Q regarding multicast and n-way connection in a cluster

Chandrashekhar Mullaparthi Chandrashekhar.Mullaparthi@REDACTED
Tue Feb 27 11:43:18 CET 2001


Right now I dont think Erlang has explicit support for receiving on a
multicast address. Sending to a multicast address is no problem though. But
you can use either ports or a linked in driver which implements that for
you. 

You can "configure" a node so that it doesn't automatically connect to all
nodes it sees. See the parameter dist_auto_connect in the kernel manual.

I could be wrong, but I think inter-node communications are multiplexed
through a single-socket-per-node pair. 

There is a heartbeat between connected erlang nodes. Check the net_ticktime
parameter in the kernel manual. When a process dies  - all processes linked
to it get the message {'EXIT', Pid, Reason} regardless of which nodes these
processes reside on. If this is because of a broken TCP connection - the
message will be {'EXIT', Pid, noconnection}. You can use node(Pid) to
determine from which node this message originated.

hth
Chandru

> -----Original Message-----
> From:	Reto Kramer [mailto:kramer@REDACTED]
> Sent:	26 February 2001 21:31
> To:	erlang-questions@REDACTED
> Subject:	Q regarding multicast and n-way connection in a cluster
> 
> I am relatively new to really getting into Erlang as opposed to just
> reading every available article about it ;-).

EXERCISE REQUIREMENTS >>
• 1. In the Erlang multicast post, name every header field that appears in the quoted original message.
• 2. Quote the Erlang multicast post from "Right now I" to "dist_auto_connect in the kernel manual.".
None of the items below is needed.

DATA RECORDS >>
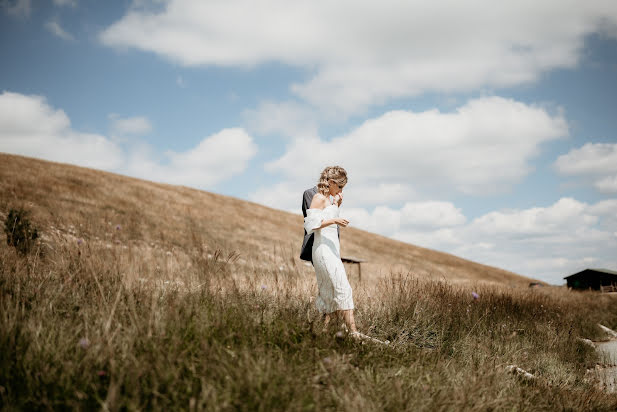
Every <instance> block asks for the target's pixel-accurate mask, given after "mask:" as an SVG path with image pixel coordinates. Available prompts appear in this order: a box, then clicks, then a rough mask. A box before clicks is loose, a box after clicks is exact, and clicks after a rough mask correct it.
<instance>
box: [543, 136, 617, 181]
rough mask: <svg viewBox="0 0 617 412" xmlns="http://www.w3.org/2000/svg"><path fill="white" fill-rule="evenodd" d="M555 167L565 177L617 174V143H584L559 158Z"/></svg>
mask: <svg viewBox="0 0 617 412" xmlns="http://www.w3.org/2000/svg"><path fill="white" fill-rule="evenodd" d="M555 167H556V168H557V171H559V173H561V174H564V175H567V176H577V175H601V174H609V173H617V143H586V144H585V145H583V146H582V147H580V148H578V149H572V150H570V152H568V153H567V154H565V155H561V156H559V158H558V159H557V161H556V162H555Z"/></svg>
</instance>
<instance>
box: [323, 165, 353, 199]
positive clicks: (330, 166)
mask: <svg viewBox="0 0 617 412" xmlns="http://www.w3.org/2000/svg"><path fill="white" fill-rule="evenodd" d="M329 180H333V181H334V183H336V184H337V185H338V186H339V187H340V188H342V187H343V186H345V185H346V184H347V172H346V171H345V169H343V168H342V167H340V166H328V167H326V168H325V169H324V170H323V172H321V176H319V182H318V183H317V191H318V192H319V193H321V194H322V195H324V196H326V197H327V196H328V193H329V192H330V190H329V186H330V185H329V184H328V181H329Z"/></svg>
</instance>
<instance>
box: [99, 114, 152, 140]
mask: <svg viewBox="0 0 617 412" xmlns="http://www.w3.org/2000/svg"><path fill="white" fill-rule="evenodd" d="M109 119H110V121H111V129H112V131H113V132H114V133H115V134H118V135H122V136H124V135H144V134H147V133H150V132H151V131H152V125H151V124H150V121H149V120H148V118H147V117H145V116H136V117H120V116H119V115H117V114H115V113H112V114H110V115H109Z"/></svg>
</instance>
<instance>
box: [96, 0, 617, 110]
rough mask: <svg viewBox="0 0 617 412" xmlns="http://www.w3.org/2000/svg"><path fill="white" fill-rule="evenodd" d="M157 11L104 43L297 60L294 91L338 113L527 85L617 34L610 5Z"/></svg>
mask: <svg viewBox="0 0 617 412" xmlns="http://www.w3.org/2000/svg"><path fill="white" fill-rule="evenodd" d="M157 6H158V8H157V9H154V10H153V9H152V7H143V8H138V7H133V8H131V9H129V10H128V11H127V13H126V14H125V15H124V16H123V17H122V18H121V19H120V20H119V21H117V22H115V23H114V24H112V25H111V26H110V27H108V28H107V29H106V30H104V31H103V32H102V33H101V36H100V38H101V41H102V42H103V43H104V44H106V45H109V46H113V47H121V48H124V47H129V48H136V49H140V50H145V51H150V52H153V53H156V54H159V55H162V56H164V57H166V58H168V59H170V60H172V61H174V62H178V63H180V64H183V65H186V66H198V65H212V66H242V67H246V66H252V65H257V64H262V63H267V62H272V61H276V62H281V63H283V64H288V65H291V66H295V67H304V68H307V69H309V70H310V71H309V72H308V73H309V74H310V76H311V78H309V79H307V80H306V81H304V82H300V83H297V84H294V85H293V86H292V90H293V92H295V93H296V94H297V95H298V96H300V97H302V98H303V99H306V101H308V102H310V103H311V104H313V105H315V106H316V107H319V108H323V109H324V110H326V111H331V110H332V109H335V110H336V111H338V112H343V113H354V112H358V111H361V110H363V109H364V108H366V107H367V106H369V105H372V104H376V103H377V104H378V103H381V102H385V101H387V100H389V99H391V98H396V97H403V96H412V95H417V94H421V93H424V92H426V91H445V92H450V91H467V90H473V89H476V88H480V87H489V88H491V87H509V86H515V85H520V84H525V83H529V82H533V81H535V80H536V79H538V78H539V76H540V75H541V74H542V73H544V72H546V71H549V70H552V69H556V68H570V67H575V66H576V65H577V64H578V62H579V60H580V58H581V56H582V49H583V44H584V39H585V37H586V36H587V35H589V34H592V33H597V32H601V33H603V34H605V35H608V36H612V37H617V5H616V3H615V2H614V1H613V0H594V1H586V2H580V1H578V0H545V1H542V2H537V1H532V0H523V1H522V2H521V1H518V2H501V3H499V4H496V3H495V2H491V1H489V0H481V1H476V2H474V3H473V4H472V5H470V3H468V2H460V1H445V2H433V3H427V2H425V1H421V0H415V1H406V2H400V1H393V0H389V1H379V2H377V1H371V2H369V1H364V2H357V1H351V0H341V1H336V2H331V1H326V0H315V1H311V2H300V3H299V2H290V1H284V0H274V1H271V2H268V3H262V2H254V1H249V0H236V1H226V2H203V1H199V0H170V1H168V2H166V3H164V4H157ZM547 22H551V24H547ZM238 28H241V30H239V29H238Z"/></svg>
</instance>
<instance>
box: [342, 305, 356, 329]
mask: <svg viewBox="0 0 617 412" xmlns="http://www.w3.org/2000/svg"><path fill="white" fill-rule="evenodd" d="M337 314H338V316H339V317H341V318H343V321H345V325H347V328H348V329H349V332H351V333H354V332H357V331H358V330H357V329H356V321H355V319H354V317H353V309H348V310H339V311H338V312H337Z"/></svg>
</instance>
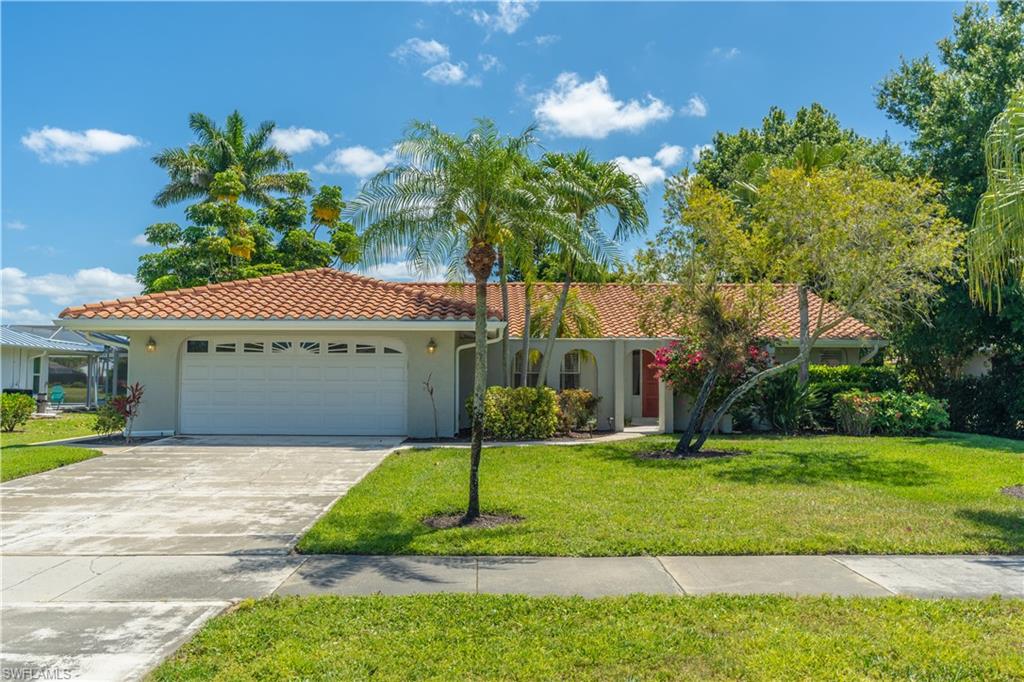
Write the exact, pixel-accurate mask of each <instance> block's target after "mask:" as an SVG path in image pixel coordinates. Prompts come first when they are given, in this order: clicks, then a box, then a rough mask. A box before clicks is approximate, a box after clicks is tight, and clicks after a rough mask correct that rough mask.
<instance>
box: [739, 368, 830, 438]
mask: <svg viewBox="0 0 1024 682" xmlns="http://www.w3.org/2000/svg"><path fill="white" fill-rule="evenodd" d="M752 392H753V393H754V394H753V395H752V397H751V404H752V408H753V409H754V411H755V412H756V413H757V414H758V415H760V416H761V418H762V419H763V420H765V421H766V422H768V424H770V425H771V427H772V428H773V429H775V430H776V431H781V432H782V433H795V432H797V431H800V430H802V429H810V428H815V427H816V426H817V420H816V419H815V415H816V413H817V412H818V408H819V406H820V403H821V398H820V396H819V395H818V391H817V387H816V386H815V385H814V384H811V383H807V384H806V385H804V386H801V385H800V375H799V373H798V370H797V368H792V369H790V370H786V371H784V372H782V373H780V374H777V375H775V376H774V377H769V378H768V379H766V380H764V381H762V382H761V383H760V384H759V385H758V386H757V387H756V388H755V389H754V390H753V391H752Z"/></svg>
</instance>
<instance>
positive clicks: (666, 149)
mask: <svg viewBox="0 0 1024 682" xmlns="http://www.w3.org/2000/svg"><path fill="white" fill-rule="evenodd" d="M685 156H686V147H685V146H680V145H678V144H663V145H662V148H660V150H658V151H657V153H656V154H655V155H654V161H656V162H657V164H658V165H659V166H663V167H664V168H669V167H671V166H675V165H677V164H678V163H679V162H680V161H682V160H683V157H685Z"/></svg>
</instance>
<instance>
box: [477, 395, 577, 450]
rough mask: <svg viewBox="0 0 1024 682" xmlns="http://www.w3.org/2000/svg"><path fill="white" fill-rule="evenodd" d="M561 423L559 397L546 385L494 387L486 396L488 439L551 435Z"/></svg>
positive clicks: (526, 437) (497, 438) (487, 436)
mask: <svg viewBox="0 0 1024 682" xmlns="http://www.w3.org/2000/svg"><path fill="white" fill-rule="evenodd" d="M558 425H559V410H558V396H557V395H556V394H555V391H553V390H551V389H550V388H548V387H546V386H541V387H537V388H535V387H532V386H520V387H519V388H508V387H505V386H492V387H489V388H488V389H487V393H486V395H485V396H484V398H483V432H484V434H485V435H486V437H488V438H495V439H497V440H531V439H539V438H550V437H551V436H553V435H554V434H555V432H556V431H557V430H558Z"/></svg>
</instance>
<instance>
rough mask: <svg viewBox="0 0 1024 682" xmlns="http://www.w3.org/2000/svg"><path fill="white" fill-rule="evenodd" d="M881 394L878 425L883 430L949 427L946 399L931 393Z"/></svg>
mask: <svg viewBox="0 0 1024 682" xmlns="http://www.w3.org/2000/svg"><path fill="white" fill-rule="evenodd" d="M879 397H880V401H879V411H878V414H877V415H876V417H874V428H876V430H878V431H879V432H880V433H885V434H887V435H915V434H922V433H931V432H932V431H938V430H939V429H944V428H948V427H949V413H948V412H947V411H946V406H945V403H944V402H943V401H942V400H939V399H937V398H933V397H932V396H931V395H928V394H927V393H904V392H902V391H884V392H883V393H880V394H879Z"/></svg>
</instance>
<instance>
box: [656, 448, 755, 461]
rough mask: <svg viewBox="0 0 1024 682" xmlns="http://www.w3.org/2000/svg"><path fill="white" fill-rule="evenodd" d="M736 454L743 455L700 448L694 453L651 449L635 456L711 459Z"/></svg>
mask: <svg viewBox="0 0 1024 682" xmlns="http://www.w3.org/2000/svg"><path fill="white" fill-rule="evenodd" d="M737 455H743V453H740V452H737V451H726V450H701V451H698V452H696V453H687V454H685V455H676V452H675V451H672V450H651V451H647V452H645V453H637V454H636V458H637V459H638V460H711V459H715V458H717V457H736V456H737Z"/></svg>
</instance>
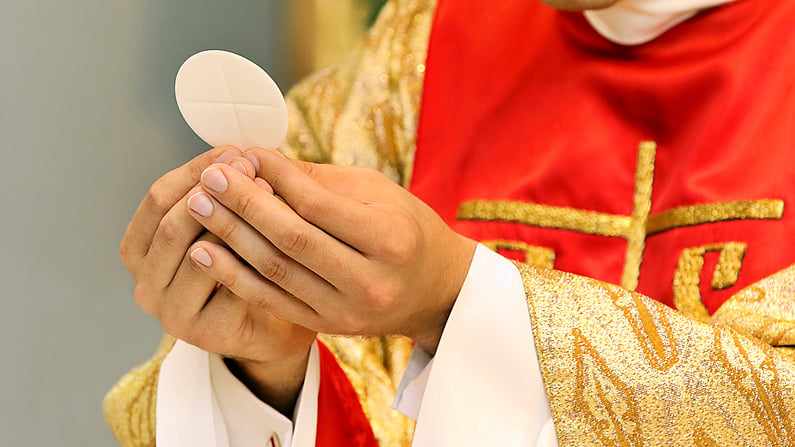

RESULTS FOR THE EXERCISE >>
• 1. From, Sent, To, Subject

• 2.
Right now I dont think Erlang has explicit support for receiving on a
multicast address. Sending to a multicast address is no problem though. But
you can use either ports or a linked in driver which implements that for
you. 

You can "configure" a node so that it doesn't automatically connect to all
nodes it sees. See the parameter dist_auto_connect in the kernel manual.